▶ [What this task involves]:
Repeat the records below exactly.

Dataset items
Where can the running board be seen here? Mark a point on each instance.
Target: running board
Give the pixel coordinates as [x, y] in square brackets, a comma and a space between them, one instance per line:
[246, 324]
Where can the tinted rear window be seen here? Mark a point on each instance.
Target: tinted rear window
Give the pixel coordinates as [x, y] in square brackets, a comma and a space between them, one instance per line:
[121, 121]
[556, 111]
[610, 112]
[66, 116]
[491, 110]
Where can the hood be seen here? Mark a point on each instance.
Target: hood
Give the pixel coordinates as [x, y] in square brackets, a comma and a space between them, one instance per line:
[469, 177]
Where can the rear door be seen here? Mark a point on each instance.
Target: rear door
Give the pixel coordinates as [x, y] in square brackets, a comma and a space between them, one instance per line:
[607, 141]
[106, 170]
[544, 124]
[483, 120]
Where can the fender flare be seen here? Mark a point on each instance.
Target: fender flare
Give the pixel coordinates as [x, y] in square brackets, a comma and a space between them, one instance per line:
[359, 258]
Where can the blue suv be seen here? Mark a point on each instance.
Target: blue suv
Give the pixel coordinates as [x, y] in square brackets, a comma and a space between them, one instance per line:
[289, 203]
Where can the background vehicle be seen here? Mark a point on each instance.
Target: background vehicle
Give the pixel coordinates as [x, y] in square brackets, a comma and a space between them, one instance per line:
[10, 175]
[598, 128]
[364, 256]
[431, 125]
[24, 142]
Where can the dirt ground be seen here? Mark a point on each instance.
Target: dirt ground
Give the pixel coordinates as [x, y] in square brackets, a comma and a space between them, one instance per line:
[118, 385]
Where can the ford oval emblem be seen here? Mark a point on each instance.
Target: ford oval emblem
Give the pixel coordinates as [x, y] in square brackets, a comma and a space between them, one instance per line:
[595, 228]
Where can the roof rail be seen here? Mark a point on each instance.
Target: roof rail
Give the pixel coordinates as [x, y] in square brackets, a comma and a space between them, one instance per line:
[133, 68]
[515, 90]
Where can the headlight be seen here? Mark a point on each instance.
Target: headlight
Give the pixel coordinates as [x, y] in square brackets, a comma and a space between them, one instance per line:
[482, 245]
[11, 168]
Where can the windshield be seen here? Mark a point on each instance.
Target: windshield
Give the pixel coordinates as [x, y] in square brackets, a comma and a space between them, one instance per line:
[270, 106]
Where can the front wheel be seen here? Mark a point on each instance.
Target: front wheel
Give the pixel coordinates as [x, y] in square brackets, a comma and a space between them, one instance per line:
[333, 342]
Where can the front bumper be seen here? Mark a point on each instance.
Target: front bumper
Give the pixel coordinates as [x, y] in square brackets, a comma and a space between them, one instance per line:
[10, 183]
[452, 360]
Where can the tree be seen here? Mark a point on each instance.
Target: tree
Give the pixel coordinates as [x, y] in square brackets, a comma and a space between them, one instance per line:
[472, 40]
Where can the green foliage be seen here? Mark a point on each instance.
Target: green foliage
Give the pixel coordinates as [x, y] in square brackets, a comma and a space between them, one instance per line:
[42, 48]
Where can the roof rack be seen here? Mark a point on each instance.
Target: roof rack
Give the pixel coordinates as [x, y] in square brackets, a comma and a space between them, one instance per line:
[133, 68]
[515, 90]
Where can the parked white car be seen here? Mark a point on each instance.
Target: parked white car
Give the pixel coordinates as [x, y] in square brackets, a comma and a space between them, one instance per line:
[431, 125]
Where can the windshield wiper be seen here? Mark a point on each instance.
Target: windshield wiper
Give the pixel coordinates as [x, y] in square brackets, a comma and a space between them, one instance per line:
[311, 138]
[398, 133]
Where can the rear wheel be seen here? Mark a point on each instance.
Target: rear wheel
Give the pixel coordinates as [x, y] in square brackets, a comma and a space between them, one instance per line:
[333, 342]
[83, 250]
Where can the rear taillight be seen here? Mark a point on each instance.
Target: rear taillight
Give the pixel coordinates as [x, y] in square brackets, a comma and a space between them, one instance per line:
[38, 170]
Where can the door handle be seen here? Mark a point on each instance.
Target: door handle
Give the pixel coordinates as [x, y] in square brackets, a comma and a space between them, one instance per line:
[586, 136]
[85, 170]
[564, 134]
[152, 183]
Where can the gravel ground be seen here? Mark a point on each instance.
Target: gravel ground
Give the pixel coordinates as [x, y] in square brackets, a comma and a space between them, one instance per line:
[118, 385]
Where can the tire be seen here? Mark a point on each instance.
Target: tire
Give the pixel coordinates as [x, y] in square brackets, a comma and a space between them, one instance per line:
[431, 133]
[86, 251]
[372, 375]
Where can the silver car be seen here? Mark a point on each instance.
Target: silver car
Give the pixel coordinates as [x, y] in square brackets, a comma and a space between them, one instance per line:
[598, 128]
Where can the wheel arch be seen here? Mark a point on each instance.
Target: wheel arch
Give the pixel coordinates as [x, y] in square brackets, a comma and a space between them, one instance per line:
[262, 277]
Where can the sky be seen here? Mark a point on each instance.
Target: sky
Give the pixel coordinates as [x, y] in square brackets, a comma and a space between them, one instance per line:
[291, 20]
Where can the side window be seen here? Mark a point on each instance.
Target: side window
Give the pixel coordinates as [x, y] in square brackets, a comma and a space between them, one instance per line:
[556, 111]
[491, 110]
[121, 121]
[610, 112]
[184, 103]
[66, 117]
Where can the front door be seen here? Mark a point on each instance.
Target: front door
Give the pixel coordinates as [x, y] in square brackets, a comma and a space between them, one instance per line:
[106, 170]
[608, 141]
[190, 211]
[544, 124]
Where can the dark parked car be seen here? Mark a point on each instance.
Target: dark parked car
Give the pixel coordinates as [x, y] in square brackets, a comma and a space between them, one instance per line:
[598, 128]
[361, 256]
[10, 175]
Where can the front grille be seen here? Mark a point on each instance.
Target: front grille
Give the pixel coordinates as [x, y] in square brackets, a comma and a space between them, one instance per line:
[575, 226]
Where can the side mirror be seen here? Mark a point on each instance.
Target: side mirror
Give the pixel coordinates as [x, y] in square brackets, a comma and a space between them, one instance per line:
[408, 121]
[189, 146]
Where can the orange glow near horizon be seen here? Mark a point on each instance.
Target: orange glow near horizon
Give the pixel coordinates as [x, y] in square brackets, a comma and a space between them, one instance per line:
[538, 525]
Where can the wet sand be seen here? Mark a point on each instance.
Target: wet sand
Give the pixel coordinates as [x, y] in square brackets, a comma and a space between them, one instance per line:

▶ [Response to the task]:
Where can the running board be seen here? Mark a point on each instance.
Target: running board
Give the pixel coordinates as [x, y] in square brackets, a comma and a space between them, one instance per line:
[246, 324]
Where can the tinted rear window be seen here? Mark a point on each instance.
Target: tinted rear window
Give the pixel coordinates as [x, y] in square brackets, a comma and a space between them, one instance per line:
[121, 121]
[556, 111]
[610, 112]
[66, 116]
[491, 110]
Where can the hood be seen here? Mark a point on each instance.
Target: hood
Give the pixel coordinates as [x, y] in square brackets, a comma and a space between them, one instance per line:
[469, 177]
Where can the rear door be seen here? Mark a point on each instance.
Target: rear door
Give the pixel coordinates as [x, y] in square brackets, a comma and a space between them, one instance per line:
[607, 141]
[106, 170]
[544, 124]
[483, 120]
Where can the fender flare be seen here? Mark a point on each instance.
Target: fender flare
Give the pixel coordinates as [x, y] in square brackets, a comma and a space between them, one instance per line:
[359, 258]
Where can the blue suv be seen here? Mark a point on each instance.
Target: blue suv
Give the pixel coordinates as [x, y] in square brackets, a comma and a space between them, one instance per line:
[289, 203]
Where can the background vehicle be seen here? Mark a point on each instance.
Target: background vehicle
Give the pixel coordinates as [x, y] in square brackets, a comma and a space between them, one instance per line:
[10, 175]
[598, 128]
[364, 256]
[431, 125]
[24, 142]
Where can the dirt ground be seen here? Mark a point on each instance.
Target: dirt ground
Give the pixel coordinates as [x, y] in square brackets, a comma and a space between them, one instance per line:
[118, 385]
Where can the ford oval emblem be seen here? Mark a point on each instance.
Target: ford oval emblem
Give the pixel coordinates as [x, y] in square brackets, a comma and a space between them, one instance per line:
[595, 228]
Where can the roof rail be seen here? Mark a point on each instance.
Target: roof rail
Give the pixel coordinates as [x, y] in square brackets, a comma and a space between them, one instance per line:
[133, 68]
[515, 90]
Where can the headlight be seen here? Mark a point on each instance.
Target: headlight
Give the pixel coordinates as [x, y] in square brackets, a comma and a space between them, one instance per line:
[482, 245]
[11, 168]
Where can the windshield be seen here? Mark a point on each instance.
Target: windshield
Give the pixel coordinates as [x, y] in square brackets, a comma and a space between them, one instance per line:
[270, 106]
Where can the front wheel be seen here? Mark a point on each instance.
Target: front wheel
Give the pixel coordinates as [x, y] in square brackets, a comma and a space between them, one instance per line:
[333, 342]
Where can the front bumper be seen here? Mark a point on each instance.
Target: front bumper
Give the pixel coordinates as [x, y] in square brackets, a comma and a space between them, one instance per line:
[10, 183]
[452, 360]
Where can the tree be seen here? Mark a point on each instance.
Target: tree
Give the pixel coordinates as [x, y] in square brackets, a comma and a space between them, one instance per line:
[472, 40]
Where can the green foliage be seen here? Mark a point on each instance.
Target: green foliage
Give the pixel coordinates as [x, y] in square brackets, a comma and a space between them, one instance per line:
[42, 48]
Where can the roof rack be seen here? Mark a point on each instance.
Target: roof rack
Give the pixel coordinates as [x, y] in square brackets, a comma and a space between them, one instance per line:
[133, 68]
[515, 90]
Where can the parked white car be seen here? Mark a point on each instance.
Target: parked white car
Give the pixel coordinates as [x, y] in square brackets, a comma and a space between them, one instance per line:
[431, 125]
Where can the windshield wiper be seen here? Mark a point on each instance.
Target: windshield wiper
Give the pixel coordinates as [x, y] in square brackets, a comma and a space between them, one instance per line:
[311, 138]
[398, 133]
Where can the rear wheel be seen here? Mark a point on each instance.
Target: rear wheel
Give the pixel coordinates as [x, y] in square brackets, a comma and a space between them, one instance per line:
[333, 342]
[83, 250]
Where can the rear taillight be seen here? Mark a point on each instance.
Target: rear taillight
Give the pixel coordinates as [x, y] in square brackets, a comma and a space between them, one instance per line:
[38, 170]
Where can the door handle be seen here? Mark a point on each instance.
Target: door handle
Give the pixel coordinates as [x, y] in square brackets, a comma and a space between them, one instance per line:
[586, 136]
[85, 170]
[564, 134]
[152, 183]
Where can the gravel ground be seen here? Mark a point on each instance.
Target: gravel ground
Give the pixel coordinates as [x, y] in square brackets, a comma and a space between them, one instance per line:
[118, 385]
Where can the tire be seen here? Mark a point on each instance.
Target: tire
Give the pixel coordinates as [x, y] in square brackets, a comma and a space between them, one instance per line:
[431, 133]
[86, 251]
[372, 375]
Where can the silver car be seen here? Mark a point on each instance.
Target: silver car
Give the pixel coordinates as [x, y] in square brackets, a comma and a space between them, one instance per line:
[598, 128]
Where can the wheel arch be seen here? Mark a point on each instance.
Target: wheel arch
Give the pixel coordinates as [x, y] in square brackets, a comma and a space between them, one instance per line:
[262, 277]
Where can the sky be seen here? Mark a point on each instance.
Target: sky
Give the pixel coordinates as [x, y] in square brackets, a comma and a space between them, one instance per line:
[291, 20]
Where can the side window be seen here? Mark a point on each instance.
Target: side window
Give the pixel coordinates as [x, y] in square brackets, a comma and a space between them, one instance per line:
[556, 111]
[491, 110]
[121, 121]
[610, 112]
[184, 103]
[66, 117]
Where can the front door be seen here? Mark a point on each instance.
Target: front door
Give the pixel coordinates as [x, y] in square brackets, a comma and a space between them, one instance per line:
[106, 170]
[608, 141]
[190, 211]
[544, 124]
Where can the dark parked car be seen here? Mark a point on each instance.
Target: dark parked car
Give the pixel coordinates as [x, y] in square brackets, a comma and a space between them, one instance per line:
[598, 128]
[361, 256]
[10, 175]
Where can the front grille be seen here? Mark a point on each instance.
Target: front grille
Give the pixel coordinates as [x, y] in square brackets, a comma and a space between them, one instance per line:
[575, 226]
Where can the side mirror be seen here? Mark a point on each instance.
Target: side mirror
Give the pixel coordinates as [x, y] in square brackets, a comma and a space between them, one instance per line:
[408, 121]
[189, 146]
Where can the orange glow near horizon be seen here? Mark a point on each instance.
Target: orange glow near horizon
Give the pixel coordinates as [x, y] in square brackets, a comma and a space between them, one instance per line:
[538, 525]
Where can the wet sand be seen here? Mark a point on each instance.
Target: wet sand
Give the pixel coordinates as [x, y] in square brackets, a comma and a space between them, one instance per line:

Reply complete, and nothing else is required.